- _BRIEF_:
Reproduce every line of the listing, starting with the line with "the form [47,120]." and going on through the end of the listing. Shift each answer point by adding 129 to both of its coordinates, and leave all other lines unchanged.
____________________
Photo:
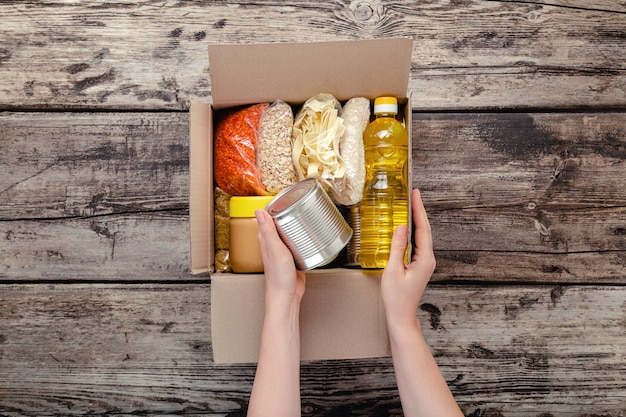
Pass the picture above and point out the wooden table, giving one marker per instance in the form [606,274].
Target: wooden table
[520,151]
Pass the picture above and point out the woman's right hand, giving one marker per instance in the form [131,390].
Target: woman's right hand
[403,285]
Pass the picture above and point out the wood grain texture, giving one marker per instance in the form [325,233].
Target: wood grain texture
[133,349]
[519,150]
[467,55]
[86,195]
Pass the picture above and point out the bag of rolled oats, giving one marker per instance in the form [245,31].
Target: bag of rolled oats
[274,160]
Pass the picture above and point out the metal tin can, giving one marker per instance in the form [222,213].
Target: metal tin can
[309,224]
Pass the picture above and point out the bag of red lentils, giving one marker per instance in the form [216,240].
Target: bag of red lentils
[235,166]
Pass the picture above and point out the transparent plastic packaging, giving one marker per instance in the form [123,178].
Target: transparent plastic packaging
[317,131]
[235,166]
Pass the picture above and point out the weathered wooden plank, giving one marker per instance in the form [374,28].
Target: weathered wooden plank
[132,349]
[56,165]
[84,196]
[153,245]
[470,55]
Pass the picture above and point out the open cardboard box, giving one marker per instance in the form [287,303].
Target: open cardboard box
[342,314]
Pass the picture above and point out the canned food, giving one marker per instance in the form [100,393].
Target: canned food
[309,224]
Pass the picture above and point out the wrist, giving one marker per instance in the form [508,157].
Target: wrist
[399,326]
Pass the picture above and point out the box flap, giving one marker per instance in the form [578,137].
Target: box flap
[341,316]
[201,175]
[293,72]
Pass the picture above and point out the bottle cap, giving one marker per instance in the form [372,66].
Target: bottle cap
[246,206]
[386,105]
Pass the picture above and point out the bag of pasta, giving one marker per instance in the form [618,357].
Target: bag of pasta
[317,131]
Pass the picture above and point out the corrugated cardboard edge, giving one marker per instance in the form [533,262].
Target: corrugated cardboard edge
[334,303]
[291,71]
[200,168]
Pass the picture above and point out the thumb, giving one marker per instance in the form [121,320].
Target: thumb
[268,235]
[399,242]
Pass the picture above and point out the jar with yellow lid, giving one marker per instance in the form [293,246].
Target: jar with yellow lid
[245,253]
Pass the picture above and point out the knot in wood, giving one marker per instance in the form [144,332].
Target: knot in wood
[364,11]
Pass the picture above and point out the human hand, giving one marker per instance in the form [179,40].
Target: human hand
[402,285]
[284,284]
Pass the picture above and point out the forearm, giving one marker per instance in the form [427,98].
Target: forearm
[276,388]
[423,390]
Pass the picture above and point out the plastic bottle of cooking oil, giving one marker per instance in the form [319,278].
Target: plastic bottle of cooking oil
[385,196]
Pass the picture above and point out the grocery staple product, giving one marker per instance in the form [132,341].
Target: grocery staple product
[222,230]
[235,166]
[348,190]
[274,159]
[317,130]
[385,196]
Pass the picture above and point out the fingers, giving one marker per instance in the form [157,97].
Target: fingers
[399,242]
[423,234]
[269,241]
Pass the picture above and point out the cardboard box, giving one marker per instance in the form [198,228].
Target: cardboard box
[342,314]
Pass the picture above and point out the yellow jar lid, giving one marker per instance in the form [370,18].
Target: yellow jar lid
[246,206]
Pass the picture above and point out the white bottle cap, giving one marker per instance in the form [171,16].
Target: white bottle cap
[386,105]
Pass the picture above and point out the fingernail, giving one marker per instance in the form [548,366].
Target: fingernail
[259,216]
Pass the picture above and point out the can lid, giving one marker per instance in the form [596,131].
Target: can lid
[246,206]
[386,105]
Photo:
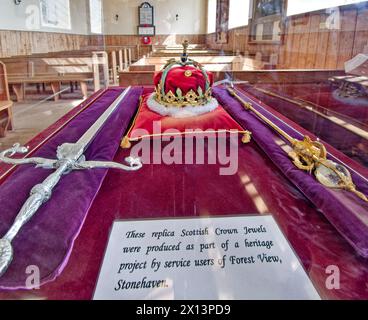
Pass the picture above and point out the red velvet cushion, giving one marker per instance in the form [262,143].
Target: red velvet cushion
[176,79]
[217,120]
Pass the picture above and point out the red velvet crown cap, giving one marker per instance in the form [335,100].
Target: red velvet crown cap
[177,78]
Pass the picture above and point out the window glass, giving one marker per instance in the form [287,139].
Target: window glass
[211,18]
[95,12]
[55,14]
[239,13]
[301,6]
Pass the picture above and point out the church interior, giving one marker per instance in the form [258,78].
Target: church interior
[289,76]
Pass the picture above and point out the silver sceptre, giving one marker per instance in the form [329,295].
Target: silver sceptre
[69,157]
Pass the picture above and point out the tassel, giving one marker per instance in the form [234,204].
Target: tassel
[125,143]
[247,137]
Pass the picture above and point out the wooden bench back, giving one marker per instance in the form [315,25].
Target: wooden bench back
[28,67]
[4,90]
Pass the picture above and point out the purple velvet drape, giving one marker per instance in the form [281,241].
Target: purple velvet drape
[344,210]
[47,240]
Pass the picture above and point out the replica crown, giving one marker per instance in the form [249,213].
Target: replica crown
[183,83]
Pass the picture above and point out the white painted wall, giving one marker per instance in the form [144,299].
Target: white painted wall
[192,16]
[13,17]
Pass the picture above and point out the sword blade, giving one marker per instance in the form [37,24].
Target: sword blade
[84,142]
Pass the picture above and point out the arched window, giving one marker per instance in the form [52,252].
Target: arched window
[302,6]
[95,13]
[55,14]
[238,13]
[211,16]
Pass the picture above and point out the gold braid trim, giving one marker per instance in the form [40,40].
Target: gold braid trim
[247,136]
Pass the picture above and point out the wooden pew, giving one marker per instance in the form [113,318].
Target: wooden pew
[50,69]
[6,105]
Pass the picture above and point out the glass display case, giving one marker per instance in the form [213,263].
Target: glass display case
[229,111]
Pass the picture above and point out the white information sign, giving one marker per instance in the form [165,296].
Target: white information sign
[235,258]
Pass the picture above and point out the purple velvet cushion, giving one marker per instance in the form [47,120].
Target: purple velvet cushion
[47,240]
[344,210]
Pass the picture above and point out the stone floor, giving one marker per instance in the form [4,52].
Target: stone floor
[35,115]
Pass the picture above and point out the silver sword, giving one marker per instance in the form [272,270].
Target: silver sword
[70,156]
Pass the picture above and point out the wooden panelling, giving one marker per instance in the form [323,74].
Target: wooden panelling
[308,41]
[21,43]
____________________
- _TASK RESULT_:
Pass the picture above and point out the purple velvet cushion, giving one marker per instance in the form [47,120].
Target: purple velvet cushion
[176,369]
[473,339]
Pass the picture above and point out the stone floor, giving one marker per instance in the form [4,52].
Target: stone floor
[164,244]
Pass the picture above and point out the silver sword, giving one marker per instance in the form [272,270].
Target: silver sword
[199,285]
Pass the picture above and point out the wooden panelling, giving one marker per instance in the form [323,74].
Target: wooden panelling
[437,170]
[150,172]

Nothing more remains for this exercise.